▸ TASK INPUT
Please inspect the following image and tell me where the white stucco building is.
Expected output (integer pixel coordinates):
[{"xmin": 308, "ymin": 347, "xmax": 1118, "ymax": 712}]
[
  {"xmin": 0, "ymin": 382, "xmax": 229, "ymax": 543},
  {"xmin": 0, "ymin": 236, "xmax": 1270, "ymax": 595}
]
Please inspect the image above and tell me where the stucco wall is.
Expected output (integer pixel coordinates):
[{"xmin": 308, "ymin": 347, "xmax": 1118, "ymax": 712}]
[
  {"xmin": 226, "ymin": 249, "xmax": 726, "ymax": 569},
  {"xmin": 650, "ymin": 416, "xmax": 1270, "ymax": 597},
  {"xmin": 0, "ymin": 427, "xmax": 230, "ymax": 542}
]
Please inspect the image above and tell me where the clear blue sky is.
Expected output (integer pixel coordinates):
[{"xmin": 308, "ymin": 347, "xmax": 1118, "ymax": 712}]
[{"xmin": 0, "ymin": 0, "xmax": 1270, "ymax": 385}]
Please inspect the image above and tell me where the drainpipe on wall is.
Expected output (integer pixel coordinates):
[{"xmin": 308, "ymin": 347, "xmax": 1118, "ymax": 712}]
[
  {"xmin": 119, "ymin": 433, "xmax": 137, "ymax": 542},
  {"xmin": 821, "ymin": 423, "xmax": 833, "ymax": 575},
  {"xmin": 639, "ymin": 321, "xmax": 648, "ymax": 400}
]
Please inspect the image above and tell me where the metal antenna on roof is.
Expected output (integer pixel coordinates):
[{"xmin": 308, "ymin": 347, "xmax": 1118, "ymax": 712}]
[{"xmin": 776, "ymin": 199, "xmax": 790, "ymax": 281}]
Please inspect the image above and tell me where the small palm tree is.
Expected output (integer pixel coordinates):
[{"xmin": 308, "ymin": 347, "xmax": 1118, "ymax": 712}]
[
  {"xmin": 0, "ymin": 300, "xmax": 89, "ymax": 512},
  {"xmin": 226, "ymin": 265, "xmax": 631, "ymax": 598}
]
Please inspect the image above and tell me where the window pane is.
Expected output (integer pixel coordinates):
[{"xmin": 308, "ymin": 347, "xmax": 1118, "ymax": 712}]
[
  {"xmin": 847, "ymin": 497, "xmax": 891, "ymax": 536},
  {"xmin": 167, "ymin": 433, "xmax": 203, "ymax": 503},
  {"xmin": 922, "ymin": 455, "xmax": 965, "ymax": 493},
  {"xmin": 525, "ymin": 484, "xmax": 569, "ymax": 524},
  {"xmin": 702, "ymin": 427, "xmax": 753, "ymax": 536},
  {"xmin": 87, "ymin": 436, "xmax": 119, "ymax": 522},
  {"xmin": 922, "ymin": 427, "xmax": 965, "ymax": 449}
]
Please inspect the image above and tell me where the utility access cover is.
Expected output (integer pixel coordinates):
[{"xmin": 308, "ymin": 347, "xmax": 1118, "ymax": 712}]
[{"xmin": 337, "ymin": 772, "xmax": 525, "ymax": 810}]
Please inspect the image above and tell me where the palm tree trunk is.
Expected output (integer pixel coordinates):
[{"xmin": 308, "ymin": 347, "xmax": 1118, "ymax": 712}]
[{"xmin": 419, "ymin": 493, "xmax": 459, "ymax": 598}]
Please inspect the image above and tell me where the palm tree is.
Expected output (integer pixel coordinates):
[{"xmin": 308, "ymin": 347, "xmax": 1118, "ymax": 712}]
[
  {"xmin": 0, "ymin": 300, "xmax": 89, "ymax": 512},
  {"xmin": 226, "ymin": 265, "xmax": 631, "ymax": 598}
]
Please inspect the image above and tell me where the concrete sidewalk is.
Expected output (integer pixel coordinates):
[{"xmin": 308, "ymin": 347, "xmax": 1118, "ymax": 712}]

▸ TO DO
Count how many lines in the data above contain the string "stucco". Case counts. Give only the number.

▸ EXPECTED ANSWER
2